JOB 1
Reproduce the records from their first line through the line that contains "[(467, 122), (302, 157), (173, 158), (19, 146)]", both ends included.

TEXT PROVIDED
# Advertising for Masonry?



## Blake Bowden (Sep 15, 2009)

As most of you know, the new Dan Brown book (Lost Symbol) is out. The piece contains many Masonic references, some good some not so good. While the topic of Masonry is hot in the public, why can't we use this to our advantage? What are your thoughts of a Lodge publishing a graphic in the newspaper that read:

Freemasonry
2B1ASK1
www.lodgewebsite.com

Would that be soliciting? Based on content, it's nothing more than a bumper sticker many Brothers have. Now, however it being in the newspaper may raise some eyebrows.


----------



## owls84 (Sep 16, 2009)

I believe that would fall under a neutrally worded statement.


----------



## Zack (Sep 16, 2009)

I am concerned about an influx of members because, at least in my jurisdiction, the emphasis is on quantity rather than quality of members.  I have long been of the opinion that the big increase in membership after WW2 is one of the worst things to happen to Freemasonry.  It gave a false sense of ourselves to ourselves and we have been trying to play catch up ever since the decline in members started.

If there is an increase in petitions it will be a perfect excuse for one-day-classes and other watered-down experiences.

We must guard the West Gate well.


----------



## Blake Bowden (Sep 16, 2009)

The other argument could be there are good men out there who are unaware of the proper protocols in becoming a Mason. Many still believe that you have to be asked to be one. Also, quality comes out of quantity. The more people you have, the better chance of good men coming forth.


----------



## Zack (Sep 16, 2009)

blake said:


> The other argument could be there are good men out there who are unaware of the proper protocols in becoming a Mason. Many still believe that you have to be asked to be one. Also, quality comes out of quantity. The more people you have, the better chance of good men coming forth.




The old axiom;
Throw enough against the wall and something is bound to stick???

RECORDS PROVIDED
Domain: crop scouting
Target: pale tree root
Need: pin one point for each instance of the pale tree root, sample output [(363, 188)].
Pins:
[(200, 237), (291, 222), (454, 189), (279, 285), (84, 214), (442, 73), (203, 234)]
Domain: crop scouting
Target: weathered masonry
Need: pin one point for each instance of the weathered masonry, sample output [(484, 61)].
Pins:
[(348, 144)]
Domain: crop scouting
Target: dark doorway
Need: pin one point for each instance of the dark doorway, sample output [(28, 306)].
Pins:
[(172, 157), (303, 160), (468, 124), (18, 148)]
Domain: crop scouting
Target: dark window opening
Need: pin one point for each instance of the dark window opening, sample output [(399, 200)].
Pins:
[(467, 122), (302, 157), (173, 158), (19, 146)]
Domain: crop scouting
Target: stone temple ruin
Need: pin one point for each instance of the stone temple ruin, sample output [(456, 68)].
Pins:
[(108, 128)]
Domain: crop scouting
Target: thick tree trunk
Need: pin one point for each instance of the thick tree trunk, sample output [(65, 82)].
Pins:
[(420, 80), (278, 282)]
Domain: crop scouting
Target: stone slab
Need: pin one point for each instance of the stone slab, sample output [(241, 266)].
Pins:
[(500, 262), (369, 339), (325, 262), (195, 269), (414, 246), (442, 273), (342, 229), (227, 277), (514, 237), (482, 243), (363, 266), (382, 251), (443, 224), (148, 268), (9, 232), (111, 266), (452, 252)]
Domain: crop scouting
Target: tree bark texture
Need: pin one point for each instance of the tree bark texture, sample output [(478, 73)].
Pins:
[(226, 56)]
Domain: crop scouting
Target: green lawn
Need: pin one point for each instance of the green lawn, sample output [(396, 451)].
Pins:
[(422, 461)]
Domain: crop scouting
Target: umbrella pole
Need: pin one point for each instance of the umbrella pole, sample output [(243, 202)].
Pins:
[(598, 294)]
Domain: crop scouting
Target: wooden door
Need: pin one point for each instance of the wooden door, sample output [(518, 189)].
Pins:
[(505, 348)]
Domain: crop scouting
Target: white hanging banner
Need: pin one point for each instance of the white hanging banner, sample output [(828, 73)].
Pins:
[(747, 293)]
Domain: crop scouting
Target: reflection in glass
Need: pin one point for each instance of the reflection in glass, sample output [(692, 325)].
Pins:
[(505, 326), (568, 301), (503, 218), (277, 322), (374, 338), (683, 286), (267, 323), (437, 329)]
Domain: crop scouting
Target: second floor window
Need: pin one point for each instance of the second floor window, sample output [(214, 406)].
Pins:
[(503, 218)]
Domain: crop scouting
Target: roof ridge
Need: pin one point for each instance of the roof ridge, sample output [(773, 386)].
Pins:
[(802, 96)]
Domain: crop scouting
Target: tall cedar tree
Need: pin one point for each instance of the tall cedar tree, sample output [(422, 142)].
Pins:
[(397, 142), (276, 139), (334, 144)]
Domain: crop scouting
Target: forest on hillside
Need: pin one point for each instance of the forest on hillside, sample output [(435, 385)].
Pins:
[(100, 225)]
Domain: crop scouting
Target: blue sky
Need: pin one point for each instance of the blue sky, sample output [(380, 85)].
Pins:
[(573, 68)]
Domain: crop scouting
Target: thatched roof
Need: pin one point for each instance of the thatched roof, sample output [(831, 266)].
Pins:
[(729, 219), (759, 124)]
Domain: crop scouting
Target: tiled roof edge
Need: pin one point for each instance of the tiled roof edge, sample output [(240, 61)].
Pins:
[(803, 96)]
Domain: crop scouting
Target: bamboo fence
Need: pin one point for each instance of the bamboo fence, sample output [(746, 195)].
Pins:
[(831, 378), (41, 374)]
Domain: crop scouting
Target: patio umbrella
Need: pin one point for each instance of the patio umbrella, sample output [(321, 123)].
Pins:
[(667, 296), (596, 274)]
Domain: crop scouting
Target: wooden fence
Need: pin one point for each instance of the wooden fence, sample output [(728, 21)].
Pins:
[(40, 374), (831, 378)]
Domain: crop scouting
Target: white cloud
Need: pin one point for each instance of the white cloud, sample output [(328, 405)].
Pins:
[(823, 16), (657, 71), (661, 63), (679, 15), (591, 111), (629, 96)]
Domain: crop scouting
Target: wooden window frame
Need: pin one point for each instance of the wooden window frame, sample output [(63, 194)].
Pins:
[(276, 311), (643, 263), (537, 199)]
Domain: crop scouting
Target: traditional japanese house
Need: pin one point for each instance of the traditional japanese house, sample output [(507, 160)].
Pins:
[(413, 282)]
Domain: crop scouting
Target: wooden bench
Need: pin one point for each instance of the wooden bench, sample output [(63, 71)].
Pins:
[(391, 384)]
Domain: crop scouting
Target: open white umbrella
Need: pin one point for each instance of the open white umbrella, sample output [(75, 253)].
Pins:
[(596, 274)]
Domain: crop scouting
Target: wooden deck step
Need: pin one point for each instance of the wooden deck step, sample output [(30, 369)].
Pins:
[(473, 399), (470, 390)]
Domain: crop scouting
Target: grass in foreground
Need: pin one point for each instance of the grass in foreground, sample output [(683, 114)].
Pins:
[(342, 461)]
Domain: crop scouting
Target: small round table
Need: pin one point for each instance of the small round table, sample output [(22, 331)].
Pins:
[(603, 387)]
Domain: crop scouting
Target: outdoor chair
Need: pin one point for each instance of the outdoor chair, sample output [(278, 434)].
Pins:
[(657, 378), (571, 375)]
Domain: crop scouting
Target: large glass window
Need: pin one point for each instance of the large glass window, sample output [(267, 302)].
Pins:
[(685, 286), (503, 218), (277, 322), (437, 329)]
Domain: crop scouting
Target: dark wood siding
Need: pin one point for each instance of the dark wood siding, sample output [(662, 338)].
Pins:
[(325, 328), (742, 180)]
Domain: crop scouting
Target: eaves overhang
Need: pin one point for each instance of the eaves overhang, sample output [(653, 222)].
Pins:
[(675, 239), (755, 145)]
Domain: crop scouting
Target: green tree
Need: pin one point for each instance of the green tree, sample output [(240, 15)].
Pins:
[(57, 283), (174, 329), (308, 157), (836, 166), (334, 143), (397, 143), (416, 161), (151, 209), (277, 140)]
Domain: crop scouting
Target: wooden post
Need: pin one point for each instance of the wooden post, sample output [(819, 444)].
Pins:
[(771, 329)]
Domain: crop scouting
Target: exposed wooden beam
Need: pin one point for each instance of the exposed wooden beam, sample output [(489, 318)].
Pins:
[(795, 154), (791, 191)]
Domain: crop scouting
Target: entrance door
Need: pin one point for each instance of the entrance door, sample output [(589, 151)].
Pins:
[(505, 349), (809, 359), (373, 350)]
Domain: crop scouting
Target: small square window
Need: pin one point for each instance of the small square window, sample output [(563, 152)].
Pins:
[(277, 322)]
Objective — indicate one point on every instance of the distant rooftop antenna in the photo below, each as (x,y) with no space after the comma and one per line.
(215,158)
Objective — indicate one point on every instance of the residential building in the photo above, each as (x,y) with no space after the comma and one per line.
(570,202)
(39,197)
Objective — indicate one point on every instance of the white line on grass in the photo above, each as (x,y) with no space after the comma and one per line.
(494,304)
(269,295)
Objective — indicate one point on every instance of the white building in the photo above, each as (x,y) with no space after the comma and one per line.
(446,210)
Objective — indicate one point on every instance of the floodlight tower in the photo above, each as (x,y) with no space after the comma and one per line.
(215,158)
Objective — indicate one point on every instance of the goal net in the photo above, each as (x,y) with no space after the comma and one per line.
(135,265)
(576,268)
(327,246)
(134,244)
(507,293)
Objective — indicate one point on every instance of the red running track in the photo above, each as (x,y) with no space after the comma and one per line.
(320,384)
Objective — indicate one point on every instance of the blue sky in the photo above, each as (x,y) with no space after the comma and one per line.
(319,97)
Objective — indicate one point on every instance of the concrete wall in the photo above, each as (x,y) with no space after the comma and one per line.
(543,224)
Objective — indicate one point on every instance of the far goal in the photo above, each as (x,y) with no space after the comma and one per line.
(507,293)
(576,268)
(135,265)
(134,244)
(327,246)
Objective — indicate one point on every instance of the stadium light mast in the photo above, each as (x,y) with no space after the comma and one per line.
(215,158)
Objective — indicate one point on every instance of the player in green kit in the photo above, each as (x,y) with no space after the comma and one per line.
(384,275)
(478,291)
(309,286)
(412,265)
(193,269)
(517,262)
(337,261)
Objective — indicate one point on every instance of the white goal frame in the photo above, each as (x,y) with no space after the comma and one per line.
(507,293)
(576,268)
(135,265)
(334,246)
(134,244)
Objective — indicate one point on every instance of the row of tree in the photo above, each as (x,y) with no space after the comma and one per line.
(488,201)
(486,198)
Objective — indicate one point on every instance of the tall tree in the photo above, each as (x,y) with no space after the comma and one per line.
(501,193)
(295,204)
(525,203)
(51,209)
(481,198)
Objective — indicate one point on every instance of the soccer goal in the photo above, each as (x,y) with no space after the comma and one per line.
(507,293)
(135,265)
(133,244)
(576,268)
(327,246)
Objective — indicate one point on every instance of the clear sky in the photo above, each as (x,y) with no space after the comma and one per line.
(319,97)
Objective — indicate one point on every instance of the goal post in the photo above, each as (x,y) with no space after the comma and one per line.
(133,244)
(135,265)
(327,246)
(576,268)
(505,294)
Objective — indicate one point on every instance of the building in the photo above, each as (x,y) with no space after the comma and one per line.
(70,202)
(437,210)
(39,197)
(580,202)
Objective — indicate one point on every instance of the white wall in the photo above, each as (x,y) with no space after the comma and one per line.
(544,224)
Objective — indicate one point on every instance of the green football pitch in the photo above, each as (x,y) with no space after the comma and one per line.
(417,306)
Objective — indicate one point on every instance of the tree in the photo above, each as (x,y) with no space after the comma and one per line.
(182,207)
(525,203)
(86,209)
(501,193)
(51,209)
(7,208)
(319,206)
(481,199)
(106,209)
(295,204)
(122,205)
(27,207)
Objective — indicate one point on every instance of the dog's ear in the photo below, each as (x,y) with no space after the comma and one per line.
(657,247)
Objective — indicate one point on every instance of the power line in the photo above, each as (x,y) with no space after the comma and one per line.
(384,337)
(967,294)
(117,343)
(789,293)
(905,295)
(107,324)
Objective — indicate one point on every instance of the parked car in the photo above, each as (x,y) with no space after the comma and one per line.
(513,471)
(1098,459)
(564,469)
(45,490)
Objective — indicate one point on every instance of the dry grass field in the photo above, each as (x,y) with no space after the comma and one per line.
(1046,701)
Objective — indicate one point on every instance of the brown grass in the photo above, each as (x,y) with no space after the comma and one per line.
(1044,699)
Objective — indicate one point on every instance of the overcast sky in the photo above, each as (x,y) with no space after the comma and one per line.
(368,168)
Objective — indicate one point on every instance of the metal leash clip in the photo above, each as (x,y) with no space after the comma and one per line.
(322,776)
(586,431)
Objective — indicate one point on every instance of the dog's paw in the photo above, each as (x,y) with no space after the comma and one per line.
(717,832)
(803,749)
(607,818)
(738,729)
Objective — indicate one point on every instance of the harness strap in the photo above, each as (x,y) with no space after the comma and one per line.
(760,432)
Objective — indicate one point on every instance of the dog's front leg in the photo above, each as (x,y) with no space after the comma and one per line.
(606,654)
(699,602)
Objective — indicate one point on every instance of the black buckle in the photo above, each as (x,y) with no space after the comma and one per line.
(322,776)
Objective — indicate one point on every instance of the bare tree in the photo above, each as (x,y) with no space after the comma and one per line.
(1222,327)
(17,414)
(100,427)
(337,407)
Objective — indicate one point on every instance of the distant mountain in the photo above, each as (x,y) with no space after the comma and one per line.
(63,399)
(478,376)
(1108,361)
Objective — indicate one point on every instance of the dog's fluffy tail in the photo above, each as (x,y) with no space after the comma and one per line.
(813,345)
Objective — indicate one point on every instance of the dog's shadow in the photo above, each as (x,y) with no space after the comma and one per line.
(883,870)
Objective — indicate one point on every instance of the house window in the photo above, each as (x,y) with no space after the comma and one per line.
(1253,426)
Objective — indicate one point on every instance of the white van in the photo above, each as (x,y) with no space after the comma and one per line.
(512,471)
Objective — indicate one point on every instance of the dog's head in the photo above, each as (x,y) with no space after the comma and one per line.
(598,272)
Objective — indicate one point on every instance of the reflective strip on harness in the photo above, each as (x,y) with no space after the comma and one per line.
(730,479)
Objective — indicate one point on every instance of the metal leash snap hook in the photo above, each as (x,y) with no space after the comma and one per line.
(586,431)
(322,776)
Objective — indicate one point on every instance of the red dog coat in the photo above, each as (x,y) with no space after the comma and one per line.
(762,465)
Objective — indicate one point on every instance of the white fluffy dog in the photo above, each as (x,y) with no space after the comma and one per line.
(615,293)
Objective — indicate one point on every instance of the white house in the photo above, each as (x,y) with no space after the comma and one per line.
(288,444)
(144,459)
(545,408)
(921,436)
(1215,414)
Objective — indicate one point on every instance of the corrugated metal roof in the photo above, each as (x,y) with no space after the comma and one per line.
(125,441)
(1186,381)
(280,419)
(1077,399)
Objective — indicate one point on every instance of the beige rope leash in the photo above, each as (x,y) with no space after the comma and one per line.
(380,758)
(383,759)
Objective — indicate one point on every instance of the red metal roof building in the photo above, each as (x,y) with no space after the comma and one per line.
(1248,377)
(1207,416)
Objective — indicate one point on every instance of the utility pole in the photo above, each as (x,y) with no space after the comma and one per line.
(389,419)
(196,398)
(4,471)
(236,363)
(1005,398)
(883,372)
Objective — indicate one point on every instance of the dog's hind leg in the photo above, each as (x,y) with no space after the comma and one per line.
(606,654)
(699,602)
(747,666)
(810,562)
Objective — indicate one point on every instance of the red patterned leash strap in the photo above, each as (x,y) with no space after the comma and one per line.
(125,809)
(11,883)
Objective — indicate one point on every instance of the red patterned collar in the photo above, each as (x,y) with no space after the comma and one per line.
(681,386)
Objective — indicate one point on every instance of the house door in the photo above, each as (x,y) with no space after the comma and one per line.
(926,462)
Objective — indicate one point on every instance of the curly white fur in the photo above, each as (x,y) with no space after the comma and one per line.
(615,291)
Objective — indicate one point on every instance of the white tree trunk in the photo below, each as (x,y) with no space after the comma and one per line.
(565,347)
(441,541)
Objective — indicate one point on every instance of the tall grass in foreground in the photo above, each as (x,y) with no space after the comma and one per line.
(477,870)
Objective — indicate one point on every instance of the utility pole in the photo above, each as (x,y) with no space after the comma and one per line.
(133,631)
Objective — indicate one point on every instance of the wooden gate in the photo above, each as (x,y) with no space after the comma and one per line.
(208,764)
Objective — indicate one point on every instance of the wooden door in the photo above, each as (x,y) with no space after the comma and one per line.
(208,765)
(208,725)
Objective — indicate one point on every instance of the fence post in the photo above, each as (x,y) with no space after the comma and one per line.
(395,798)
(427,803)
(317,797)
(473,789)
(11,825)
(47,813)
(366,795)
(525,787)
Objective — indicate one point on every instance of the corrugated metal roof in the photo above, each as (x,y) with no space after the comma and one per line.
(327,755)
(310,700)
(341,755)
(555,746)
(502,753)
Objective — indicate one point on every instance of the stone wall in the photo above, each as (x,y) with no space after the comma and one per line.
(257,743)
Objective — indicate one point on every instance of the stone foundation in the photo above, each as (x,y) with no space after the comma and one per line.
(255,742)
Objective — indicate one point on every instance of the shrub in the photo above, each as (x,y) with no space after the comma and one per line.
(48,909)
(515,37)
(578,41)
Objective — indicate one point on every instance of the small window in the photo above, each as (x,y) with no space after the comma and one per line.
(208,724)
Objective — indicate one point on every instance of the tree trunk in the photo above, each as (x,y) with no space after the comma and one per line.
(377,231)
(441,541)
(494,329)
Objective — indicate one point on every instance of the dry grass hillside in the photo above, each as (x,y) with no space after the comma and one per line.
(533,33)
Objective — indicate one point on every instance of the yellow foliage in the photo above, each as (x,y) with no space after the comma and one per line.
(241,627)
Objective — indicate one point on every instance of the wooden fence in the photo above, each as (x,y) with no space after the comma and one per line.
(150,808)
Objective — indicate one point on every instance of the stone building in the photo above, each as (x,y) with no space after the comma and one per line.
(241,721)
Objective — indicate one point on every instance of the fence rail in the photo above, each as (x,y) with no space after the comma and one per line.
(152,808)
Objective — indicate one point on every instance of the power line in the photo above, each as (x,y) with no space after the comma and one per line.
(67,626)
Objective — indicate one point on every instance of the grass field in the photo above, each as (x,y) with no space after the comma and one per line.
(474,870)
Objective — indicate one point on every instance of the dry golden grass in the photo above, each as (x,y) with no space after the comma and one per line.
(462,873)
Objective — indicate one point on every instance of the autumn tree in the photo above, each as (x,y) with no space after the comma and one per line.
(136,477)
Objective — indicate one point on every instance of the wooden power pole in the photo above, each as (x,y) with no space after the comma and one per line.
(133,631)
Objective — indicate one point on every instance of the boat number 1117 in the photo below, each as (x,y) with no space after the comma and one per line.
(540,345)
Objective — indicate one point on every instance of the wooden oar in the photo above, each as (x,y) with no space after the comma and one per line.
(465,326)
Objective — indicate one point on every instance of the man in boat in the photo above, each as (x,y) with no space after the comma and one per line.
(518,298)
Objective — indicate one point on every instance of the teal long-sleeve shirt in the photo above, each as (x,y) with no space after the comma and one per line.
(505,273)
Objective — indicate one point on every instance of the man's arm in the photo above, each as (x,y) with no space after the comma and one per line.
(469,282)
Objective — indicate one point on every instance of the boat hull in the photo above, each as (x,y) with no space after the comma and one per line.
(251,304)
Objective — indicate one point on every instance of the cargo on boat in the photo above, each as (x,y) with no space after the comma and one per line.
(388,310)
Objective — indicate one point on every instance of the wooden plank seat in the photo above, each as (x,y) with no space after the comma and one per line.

JOB 2
In the forum thread about advertising for Masonry, transcribe the passage that opens with the words "Would that be" and closes with "owls84 (Sep 16, 2009)".

COMPLETE RESPONSE 1
Domain: crop scouting
Target: pale tree root
Need: pin one point for each instance of the pale tree root, sample output [(363, 188)].
Pins:
[(200, 237), (291, 222), (454, 189), (279, 285), (84, 214), (442, 73), (203, 234)]
Domain: crop scouting
Target: weathered masonry
Need: pin one point for each instance of the weathered masonry, sample output [(484, 61)].
Pins:
[(348, 144)]
Domain: crop scouting
Target: dark doorway
Need: pin one point for each instance of the dark doorway, sample output [(28, 306)].
Pins:
[(172, 157), (303, 160), (468, 124), (18, 148)]
Domain: crop scouting
Target: dark window opening
Need: pin one point for each instance of the dark window opening, sample output [(399, 200)].
Pins:
[(467, 122), (302, 157), (173, 158), (19, 146)]

COMPLETE RESPONSE 2
Would that be soliciting? Based on content, it's nothing more than a bumper sticker many Brothers have. Now, however it being in the newspaper may raise some eyebrows.


----------



## owls84 (Sep 16, 2009)